## WHAT YOU ARE ASKED TO DO
From the line that includes "positive clicks: (214, 155) (190, 147)" down to the final line of the data below, copy every line exactly and leave the rest out.
■ ■ ■ ■ ■
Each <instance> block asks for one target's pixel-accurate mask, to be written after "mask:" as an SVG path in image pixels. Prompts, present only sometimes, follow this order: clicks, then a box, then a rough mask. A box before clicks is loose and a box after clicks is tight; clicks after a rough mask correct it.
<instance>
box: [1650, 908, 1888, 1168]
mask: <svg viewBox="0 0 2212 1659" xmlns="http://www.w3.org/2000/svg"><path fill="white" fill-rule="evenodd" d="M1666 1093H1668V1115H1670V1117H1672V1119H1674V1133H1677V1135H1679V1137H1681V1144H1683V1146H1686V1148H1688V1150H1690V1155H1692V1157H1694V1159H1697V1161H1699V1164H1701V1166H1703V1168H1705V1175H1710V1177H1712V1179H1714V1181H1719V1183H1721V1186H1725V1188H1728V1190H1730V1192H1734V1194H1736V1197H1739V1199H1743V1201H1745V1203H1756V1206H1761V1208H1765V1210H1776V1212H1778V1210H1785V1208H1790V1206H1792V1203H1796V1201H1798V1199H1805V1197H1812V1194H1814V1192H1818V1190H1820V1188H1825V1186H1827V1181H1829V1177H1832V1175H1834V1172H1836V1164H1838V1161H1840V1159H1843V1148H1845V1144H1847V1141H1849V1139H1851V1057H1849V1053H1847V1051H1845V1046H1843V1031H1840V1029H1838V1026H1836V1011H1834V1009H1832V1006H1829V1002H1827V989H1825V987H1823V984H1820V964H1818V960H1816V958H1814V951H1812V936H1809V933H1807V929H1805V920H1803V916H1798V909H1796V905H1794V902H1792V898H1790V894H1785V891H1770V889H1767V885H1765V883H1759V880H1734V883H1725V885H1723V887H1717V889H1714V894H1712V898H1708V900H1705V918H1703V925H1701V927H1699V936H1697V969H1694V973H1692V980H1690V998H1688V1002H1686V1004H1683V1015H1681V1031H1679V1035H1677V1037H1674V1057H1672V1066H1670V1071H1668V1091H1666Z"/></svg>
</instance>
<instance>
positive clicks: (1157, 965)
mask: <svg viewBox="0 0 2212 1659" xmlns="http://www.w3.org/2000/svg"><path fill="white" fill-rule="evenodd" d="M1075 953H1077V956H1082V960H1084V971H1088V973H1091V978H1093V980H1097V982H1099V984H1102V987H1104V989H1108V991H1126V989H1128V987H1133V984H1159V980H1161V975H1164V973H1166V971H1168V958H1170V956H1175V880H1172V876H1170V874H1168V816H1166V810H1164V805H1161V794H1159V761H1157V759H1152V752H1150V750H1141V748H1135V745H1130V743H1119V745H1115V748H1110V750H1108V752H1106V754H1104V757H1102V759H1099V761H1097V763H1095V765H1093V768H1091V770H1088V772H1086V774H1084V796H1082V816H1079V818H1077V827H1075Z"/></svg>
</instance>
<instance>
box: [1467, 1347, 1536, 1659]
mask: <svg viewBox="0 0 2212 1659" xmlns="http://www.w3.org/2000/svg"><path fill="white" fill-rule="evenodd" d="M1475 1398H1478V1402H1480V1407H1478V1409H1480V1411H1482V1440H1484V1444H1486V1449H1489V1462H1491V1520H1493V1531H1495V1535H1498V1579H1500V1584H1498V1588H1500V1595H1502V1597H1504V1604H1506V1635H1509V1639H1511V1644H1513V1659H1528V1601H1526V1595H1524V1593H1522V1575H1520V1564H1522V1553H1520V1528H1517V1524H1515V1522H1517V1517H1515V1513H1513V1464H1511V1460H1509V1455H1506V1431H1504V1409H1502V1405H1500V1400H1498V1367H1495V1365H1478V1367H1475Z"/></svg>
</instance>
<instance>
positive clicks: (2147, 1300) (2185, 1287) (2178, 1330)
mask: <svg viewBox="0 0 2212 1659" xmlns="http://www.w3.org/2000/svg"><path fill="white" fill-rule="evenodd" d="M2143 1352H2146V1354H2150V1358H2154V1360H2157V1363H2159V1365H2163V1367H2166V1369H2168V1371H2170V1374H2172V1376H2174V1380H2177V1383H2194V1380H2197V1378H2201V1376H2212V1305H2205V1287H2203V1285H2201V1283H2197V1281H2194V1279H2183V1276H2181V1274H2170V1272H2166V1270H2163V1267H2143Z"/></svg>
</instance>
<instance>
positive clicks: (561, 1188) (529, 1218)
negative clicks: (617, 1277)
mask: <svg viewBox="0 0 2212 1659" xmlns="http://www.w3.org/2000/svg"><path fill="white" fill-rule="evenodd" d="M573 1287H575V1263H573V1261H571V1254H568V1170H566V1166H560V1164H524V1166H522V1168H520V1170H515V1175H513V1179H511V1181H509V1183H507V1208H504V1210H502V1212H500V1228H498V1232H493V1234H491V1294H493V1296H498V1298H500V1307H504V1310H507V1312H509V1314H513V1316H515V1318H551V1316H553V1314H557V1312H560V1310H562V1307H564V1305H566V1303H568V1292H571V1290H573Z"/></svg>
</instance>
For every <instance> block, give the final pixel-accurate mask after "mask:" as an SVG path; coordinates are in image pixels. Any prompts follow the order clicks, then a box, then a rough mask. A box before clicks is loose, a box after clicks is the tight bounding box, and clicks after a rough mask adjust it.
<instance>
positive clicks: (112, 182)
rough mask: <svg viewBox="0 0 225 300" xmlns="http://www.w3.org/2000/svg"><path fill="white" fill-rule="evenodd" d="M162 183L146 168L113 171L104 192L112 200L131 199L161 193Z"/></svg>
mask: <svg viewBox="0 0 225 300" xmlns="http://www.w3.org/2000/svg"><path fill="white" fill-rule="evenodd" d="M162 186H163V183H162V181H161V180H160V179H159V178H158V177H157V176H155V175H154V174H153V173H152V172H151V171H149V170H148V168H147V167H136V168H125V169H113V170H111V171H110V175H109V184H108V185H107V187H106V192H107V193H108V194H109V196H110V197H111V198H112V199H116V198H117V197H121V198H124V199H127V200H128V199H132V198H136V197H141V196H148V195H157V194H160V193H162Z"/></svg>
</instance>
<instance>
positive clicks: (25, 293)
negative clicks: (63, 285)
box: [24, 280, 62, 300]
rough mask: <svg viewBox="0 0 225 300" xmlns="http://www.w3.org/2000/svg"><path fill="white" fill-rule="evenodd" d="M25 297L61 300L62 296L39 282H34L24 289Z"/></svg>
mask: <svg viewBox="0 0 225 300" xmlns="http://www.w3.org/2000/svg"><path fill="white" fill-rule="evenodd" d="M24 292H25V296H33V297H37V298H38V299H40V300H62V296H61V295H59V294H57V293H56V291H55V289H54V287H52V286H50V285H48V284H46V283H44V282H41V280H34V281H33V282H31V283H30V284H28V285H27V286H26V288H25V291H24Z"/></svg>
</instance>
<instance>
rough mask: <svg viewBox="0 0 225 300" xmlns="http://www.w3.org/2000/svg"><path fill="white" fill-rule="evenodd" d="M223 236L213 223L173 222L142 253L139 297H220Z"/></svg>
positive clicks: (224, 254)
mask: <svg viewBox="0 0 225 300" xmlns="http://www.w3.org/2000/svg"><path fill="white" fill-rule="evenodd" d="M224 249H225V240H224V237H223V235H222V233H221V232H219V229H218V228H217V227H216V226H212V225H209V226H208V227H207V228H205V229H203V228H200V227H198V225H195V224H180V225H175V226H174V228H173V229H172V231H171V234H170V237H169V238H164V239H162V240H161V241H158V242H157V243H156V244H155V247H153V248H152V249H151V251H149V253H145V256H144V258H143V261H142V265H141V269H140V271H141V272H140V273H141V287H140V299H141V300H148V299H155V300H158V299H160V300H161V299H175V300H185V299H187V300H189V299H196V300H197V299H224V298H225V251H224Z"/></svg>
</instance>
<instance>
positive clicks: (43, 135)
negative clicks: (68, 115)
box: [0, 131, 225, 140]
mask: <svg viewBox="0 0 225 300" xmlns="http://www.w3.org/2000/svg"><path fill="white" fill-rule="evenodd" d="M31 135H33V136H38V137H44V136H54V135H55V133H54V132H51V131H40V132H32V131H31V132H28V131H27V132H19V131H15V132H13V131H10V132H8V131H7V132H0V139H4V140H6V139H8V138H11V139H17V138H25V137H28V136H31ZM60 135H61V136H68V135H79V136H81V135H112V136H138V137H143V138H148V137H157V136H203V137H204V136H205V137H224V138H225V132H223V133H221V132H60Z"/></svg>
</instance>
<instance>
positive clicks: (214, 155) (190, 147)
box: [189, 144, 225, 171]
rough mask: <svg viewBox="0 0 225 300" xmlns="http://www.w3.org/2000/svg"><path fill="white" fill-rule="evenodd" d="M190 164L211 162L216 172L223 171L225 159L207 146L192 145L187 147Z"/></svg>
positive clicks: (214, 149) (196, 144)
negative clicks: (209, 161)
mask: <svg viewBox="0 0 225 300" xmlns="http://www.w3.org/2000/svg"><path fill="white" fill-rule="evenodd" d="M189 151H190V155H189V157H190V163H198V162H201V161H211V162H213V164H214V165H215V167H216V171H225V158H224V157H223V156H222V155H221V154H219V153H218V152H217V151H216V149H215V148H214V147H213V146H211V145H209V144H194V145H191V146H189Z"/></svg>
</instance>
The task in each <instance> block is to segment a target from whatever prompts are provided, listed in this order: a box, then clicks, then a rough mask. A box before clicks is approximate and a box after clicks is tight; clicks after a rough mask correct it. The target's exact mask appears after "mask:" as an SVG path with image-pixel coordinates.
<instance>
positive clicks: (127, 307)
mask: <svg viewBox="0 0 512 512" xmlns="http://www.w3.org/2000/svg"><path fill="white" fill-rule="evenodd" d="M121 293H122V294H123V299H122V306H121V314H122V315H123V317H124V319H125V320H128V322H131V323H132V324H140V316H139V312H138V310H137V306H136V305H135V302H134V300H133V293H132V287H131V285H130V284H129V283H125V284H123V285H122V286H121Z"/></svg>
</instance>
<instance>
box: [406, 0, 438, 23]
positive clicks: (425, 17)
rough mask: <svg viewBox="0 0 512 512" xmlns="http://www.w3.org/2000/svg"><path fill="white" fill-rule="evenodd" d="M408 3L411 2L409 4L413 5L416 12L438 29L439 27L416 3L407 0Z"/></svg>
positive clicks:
■ ■ ■ ■ ■
## TASK RESPONSE
positive clicks: (214, 155) (190, 147)
box: [189, 144, 225, 171]
rough mask: <svg viewBox="0 0 225 300" xmlns="http://www.w3.org/2000/svg"><path fill="white" fill-rule="evenodd" d="M190 164L211 162L216 172L223 171L225 159L207 146L192 145L187 147Z"/></svg>
positive clicks: (214, 149) (196, 144)
negative clicks: (209, 161)
mask: <svg viewBox="0 0 225 300" xmlns="http://www.w3.org/2000/svg"><path fill="white" fill-rule="evenodd" d="M189 151H190V155H189V157H190V163H198V162H201V161H211V162H213V164H214V165H215V167H216V171H225V158H224V157H223V156H222V155H221V154H219V153H218V152H217V151H216V149H215V148H214V147H213V146H211V145H209V144H194V145H191V146H189Z"/></svg>
</instance>
The task in each <instance> block is to segment a target from whatever prompts are provided, listed in this order: a box, then clicks, then a rough mask. A box before clicks is approximate and a box after clicks is tight; clicks after a rough mask correct it. The target's exact mask appears after "mask:" as an SVG path with image-pixel coordinates.
<instance>
positive clicks: (127, 307)
mask: <svg viewBox="0 0 512 512" xmlns="http://www.w3.org/2000/svg"><path fill="white" fill-rule="evenodd" d="M121 293H122V294H123V299H122V306H121V314H122V315H123V317H124V319H125V320H128V322H131V323H132V324H140V316H139V312H138V310H137V306H136V305H135V302H134V300H133V293H132V287H131V285H130V284H129V283H125V284H123V285H122V286H121Z"/></svg>
</instance>
<instance>
box: [406, 0, 438, 23]
positive clicks: (425, 17)
rough mask: <svg viewBox="0 0 512 512" xmlns="http://www.w3.org/2000/svg"><path fill="white" fill-rule="evenodd" d="M408 3L411 2L409 4L413 5L416 12L438 29L439 27L416 3L407 0Z"/></svg>
positive clicks:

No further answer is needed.